→ Tasks for this exercise
[a] In the article below on virtualization for chemical plant control systems, what share of projects overrun their cost or schedule, and by how much, according to the International Journal of Project Management?
[b] Extend the article below on virtualization and cloud engineering for chemical plant control systems, picking up right after its final sentence.

++++ Excerpted text ++++

Virtualization, coupled with cloud engineering, provides significant advantages for deploying process control systems at chemical plants. The technologies can prevent cost and time overruns — and thus improve overall results — on automation projects.
Today, when it comes to implementing process control systems, modular construction techniques are driving the need for early hardware shipments and reduced time to integrate components. In addition, global sourcing, geographically distributed engineering, and remote locations of construction sites make the project lifecycle increasingly dynamic by nature.
Figure 1. The nature of control systems design and delivery has remained largely the same for decades.
Unfortunately, execution issues afflict many projects. Indeed, according to the International Journal of Project Management, 70% of projects overrun their cost or schedule by 10–30%. This trend has gotten worse as larger and more complex projects involve a wider variety of engineering expertise and occur in areas of the world where standards vary and local expertise may be sparse.
Chemical firms must simplify what traditionally has been a long and expensive automation design process to get plants up and running quickly. Last-minute changes are inevitable and may mean a design must be altered, the build or configuration modified and, potentially, the testing of components repeated. However, major changes coming in the midst of control system deployment can result in months of delays and millions of dollars in costs and lost production.
During new construction, particularly on mega-projects, it’s crucial to minimize risk, increase flexibility, shorten schedules and, most importantly, keep automation systems off the critical path. This requires eliminating non-value-added processes — ones that essentially waste resources. Typical examples include rework and redundant tasks.
The growing demands placed on automation system suppliers to accommodate evolving project execution models have required reassessing traditional delivery models, which are sequential in nature. In fact, the processes employed in delivering control systems have changed little in the past 30 years, although the technology in these systems constantly has been evolving over that time (Figure 1).
Now, though, the workflow on projects can differ dramatically. New approaches to project execution can optimize processes and eliminate non-value-added activities that once were highly problematic. These techniques aim to drive effectiveness — not efficiency — because to efficiently do what is not required is not effective.

++++ Given information ++++

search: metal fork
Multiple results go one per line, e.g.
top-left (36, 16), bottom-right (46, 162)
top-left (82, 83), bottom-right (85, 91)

++++

→ Expected outputs
[a] 70% of projects overrun their cost or schedule by 10–30%.

[b]
New System Design Approach
As business demands escalate, chemical companies are seeking ways to refocus and optimize their automation project strategies and, in so doing, achieve greater agility in hardware and software design. They also want to break down task dependencies on project teams and simplify control system implementation.
Figure 2. Separating physical and functional design enables earlier configuration and supports late data binding.
Rising hardware costs are prompting concerns among plant management about the number of computers in the facility as well as the total cost of ownership for its control system infrastructure. Deployments of manufacturing execution systems (MES), enterprise resource planning (ERP) software and human/machine interfaces (HMI) require dedicated physical server hardware, which frequently is under-utilized by a given application. In contrast, virtualized control system infrastructure can be run on multipurpose hardware that supports a greater variety of functionality with fewer but more versatile components.
Recent changes in project implementation strategies support the traditional workflow for physical hardware components and an independent workflow for functional software. This approach moves beyond lean execution by removing the traditional dependencies that restrict project workflows. It drastically improves the overall project schedule to keep automation systems off the critical path.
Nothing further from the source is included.